> Available data
— BEGIN —

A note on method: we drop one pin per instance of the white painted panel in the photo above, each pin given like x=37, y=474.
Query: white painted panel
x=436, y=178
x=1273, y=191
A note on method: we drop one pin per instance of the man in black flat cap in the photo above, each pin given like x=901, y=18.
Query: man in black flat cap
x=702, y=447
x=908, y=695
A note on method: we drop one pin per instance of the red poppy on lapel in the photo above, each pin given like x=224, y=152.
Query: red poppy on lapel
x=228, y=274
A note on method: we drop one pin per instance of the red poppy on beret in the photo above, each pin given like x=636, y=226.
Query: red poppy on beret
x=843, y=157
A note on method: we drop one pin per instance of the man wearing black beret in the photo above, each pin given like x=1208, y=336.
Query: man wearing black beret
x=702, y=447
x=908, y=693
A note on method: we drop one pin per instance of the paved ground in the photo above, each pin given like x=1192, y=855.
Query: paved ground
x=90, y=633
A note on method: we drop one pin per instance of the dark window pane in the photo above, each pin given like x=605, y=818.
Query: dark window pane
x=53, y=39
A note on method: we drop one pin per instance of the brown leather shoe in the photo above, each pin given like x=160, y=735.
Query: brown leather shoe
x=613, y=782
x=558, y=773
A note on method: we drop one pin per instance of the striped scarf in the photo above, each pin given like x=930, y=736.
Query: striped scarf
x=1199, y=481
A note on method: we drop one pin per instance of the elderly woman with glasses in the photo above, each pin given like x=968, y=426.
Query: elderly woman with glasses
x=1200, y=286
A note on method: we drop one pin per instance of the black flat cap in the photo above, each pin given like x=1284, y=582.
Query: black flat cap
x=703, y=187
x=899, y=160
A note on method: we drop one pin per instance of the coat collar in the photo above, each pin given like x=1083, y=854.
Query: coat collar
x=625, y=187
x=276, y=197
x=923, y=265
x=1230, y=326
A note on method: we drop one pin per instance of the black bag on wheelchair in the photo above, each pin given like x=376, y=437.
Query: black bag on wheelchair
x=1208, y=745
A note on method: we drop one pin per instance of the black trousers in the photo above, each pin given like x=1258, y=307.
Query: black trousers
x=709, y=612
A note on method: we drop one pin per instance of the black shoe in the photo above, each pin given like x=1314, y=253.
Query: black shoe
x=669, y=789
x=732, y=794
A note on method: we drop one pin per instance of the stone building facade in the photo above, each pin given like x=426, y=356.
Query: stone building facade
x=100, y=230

— END —

> The problem
Copy the data above without any changes, from the line with "like x=224, y=152." up to and including the line with "x=228, y=274".

> Response for this exercise
A note on method: we drop one pin per instance of the red poppy on lapel in the photo above, each pin given like x=224, y=152.
Query: red poppy on lapel
x=228, y=274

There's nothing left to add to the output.